# [WHAT THE TASK ASKS]
Continue the forum thread below, about why Rust needs a `'static` lifetime to move a value into a spawned thread, from the point where it stops.

# [PASSAGE PROVIDED]
[Solved] Why is a `'static` lifetime required here? Moving an owned variable into a thread

#1

When I run the code below, I get a lifetime error error[E0310]: the parameter typeTmay not live long enough. My question now is why?

From my understanding, the go method on Hello is the owner of the loader. Therefore it should be able to move the loader into the thread. So why is it not able to do so?

use std::thread;
use std::marker::Send;

// Data provider trait
trait Hi {
    fn ha(&self);
}

// One data provider implementation
struct Species {
    genome: String,
}
impl Hi for Species {
    fn ha(&self) {
        println!("Hello");
    }
}

struct Hello {}
impl Hello {
    // Function to move the data provider into another thread.
    pub fn go<T>(&self, loader: T)
    where T: Hi + Send
    {
        thread::spawn(move || {
            loader.ha();
        });
    }
}

fn main() {
    let mut hi = Hello{};
    hi.go(Species { genome: String::new() });
}

(In my case the trait Hi is a data provider which I would like to replace for testing purposes.)

#2

The generic T could be some type which is parameterized by a lifetime, if it contains a reference itself. Requiring T: 'static assures this is not so.

2 Likes
#3

@cuviper is mostly right, but with one small wrinkle. 'static means that there are no references that live in local memory, which could be deallocated. If the references refer to global memory, then it is fine, because global memory will only be deallocated at the end of the program.

1 Like
#4

To add to @cuviper, if you control the Hi (or the data provider) trait and otherwise want to ensure only 'static types implement it, you can add that constraint on the trait itself:

trait Hi: 'static { ... }

Then you don’t need to repeat that elsewhere.

# [INFORMATION SHOWN]

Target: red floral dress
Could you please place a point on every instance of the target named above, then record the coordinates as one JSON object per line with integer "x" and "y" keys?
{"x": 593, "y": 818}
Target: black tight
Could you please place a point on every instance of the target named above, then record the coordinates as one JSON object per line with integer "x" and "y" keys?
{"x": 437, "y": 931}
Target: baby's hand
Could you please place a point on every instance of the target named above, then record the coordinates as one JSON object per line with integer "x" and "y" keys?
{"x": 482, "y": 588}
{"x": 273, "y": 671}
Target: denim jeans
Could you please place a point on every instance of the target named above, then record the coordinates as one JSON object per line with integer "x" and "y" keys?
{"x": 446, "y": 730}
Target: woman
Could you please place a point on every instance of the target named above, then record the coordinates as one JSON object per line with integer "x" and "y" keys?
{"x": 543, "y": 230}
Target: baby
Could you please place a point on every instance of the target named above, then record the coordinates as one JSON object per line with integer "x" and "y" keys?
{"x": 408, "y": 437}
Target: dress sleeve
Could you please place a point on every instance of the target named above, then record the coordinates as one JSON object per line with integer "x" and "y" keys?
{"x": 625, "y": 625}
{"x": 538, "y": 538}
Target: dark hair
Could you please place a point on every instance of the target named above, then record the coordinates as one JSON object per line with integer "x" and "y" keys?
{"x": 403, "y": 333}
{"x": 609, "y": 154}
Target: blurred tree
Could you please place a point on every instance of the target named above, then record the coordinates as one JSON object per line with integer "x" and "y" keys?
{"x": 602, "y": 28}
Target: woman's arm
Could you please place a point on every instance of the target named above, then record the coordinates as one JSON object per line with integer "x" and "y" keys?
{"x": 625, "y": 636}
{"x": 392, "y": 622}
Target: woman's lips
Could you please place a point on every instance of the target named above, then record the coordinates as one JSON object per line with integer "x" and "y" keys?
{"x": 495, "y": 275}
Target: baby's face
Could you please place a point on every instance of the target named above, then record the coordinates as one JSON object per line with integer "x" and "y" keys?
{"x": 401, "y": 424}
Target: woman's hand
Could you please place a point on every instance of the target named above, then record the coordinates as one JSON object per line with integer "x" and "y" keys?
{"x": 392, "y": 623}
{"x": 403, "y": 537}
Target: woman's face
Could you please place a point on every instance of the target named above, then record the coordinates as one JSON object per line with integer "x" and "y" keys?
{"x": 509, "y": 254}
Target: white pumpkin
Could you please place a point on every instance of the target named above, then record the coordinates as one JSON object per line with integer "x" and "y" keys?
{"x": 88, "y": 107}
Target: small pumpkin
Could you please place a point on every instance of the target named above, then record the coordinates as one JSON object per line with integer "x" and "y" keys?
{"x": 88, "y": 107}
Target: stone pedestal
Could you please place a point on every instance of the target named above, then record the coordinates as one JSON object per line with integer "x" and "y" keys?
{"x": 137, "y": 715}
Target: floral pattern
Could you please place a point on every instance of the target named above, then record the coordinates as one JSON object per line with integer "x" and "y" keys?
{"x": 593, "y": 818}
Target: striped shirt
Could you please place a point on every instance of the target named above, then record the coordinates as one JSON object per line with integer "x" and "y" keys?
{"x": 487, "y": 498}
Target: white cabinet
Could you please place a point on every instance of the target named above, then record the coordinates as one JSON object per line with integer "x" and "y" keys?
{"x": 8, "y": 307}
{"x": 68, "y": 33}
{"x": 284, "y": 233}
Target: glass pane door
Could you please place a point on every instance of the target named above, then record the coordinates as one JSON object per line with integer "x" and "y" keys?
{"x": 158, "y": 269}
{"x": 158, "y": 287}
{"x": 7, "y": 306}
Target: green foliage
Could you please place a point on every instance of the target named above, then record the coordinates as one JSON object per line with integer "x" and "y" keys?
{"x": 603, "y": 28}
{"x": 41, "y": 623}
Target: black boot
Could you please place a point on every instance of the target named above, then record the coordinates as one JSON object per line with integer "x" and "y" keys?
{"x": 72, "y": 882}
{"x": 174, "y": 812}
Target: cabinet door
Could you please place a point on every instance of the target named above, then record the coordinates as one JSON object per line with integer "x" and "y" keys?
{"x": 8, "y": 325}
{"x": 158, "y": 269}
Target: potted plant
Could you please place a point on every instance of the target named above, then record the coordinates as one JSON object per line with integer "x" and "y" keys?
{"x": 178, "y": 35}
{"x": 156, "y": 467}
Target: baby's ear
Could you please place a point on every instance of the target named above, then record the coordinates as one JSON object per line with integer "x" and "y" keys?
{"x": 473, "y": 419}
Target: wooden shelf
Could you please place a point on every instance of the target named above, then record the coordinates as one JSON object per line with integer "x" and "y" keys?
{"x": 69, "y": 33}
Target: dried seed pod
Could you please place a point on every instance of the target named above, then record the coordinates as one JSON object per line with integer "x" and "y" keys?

# [RESPONSE AREA]
1 Like
#5

@cuviper I did not even know that I could add a lifetime identifier to a where. With that lifetime specifier it compiles.

Thank you very much! I spend hours on this yesterday!!

@KrishnaSannasi Thank you for the clearification. This is not an issue here, since the thread will live through the whole execution of the application. However, if I would kill the thread, the instance would still survive, correct?

#6

The issue isn’t whether the thread will live for the whole application, rather if it will live longer than the spawning thread. If so, the any data the lives in the spawning thread will be destroyed, leaving behind dangling pointers. The 'static lifetime prevents this situation.

1 Like
#7

The compiler is trying to prevent the following:

impl<'a> Hi for &'a i32 {
    fn ha(&self) { ... }
}
fn main() {
    let x = 5;
    hi.go(&x);
    // `x` is going to die after `main()` exits, as far as borrow checker is concerned.
}

By adding the 'static bound to go(), the above wouldn’t compile (and if you add trait Hi: 'static, you can’t even impl Hi for &'a i32).

1 Like
#8

That does make sense.

@cuviper @KrishnaSannasi @vitalyd Thank you guys for your quick responses!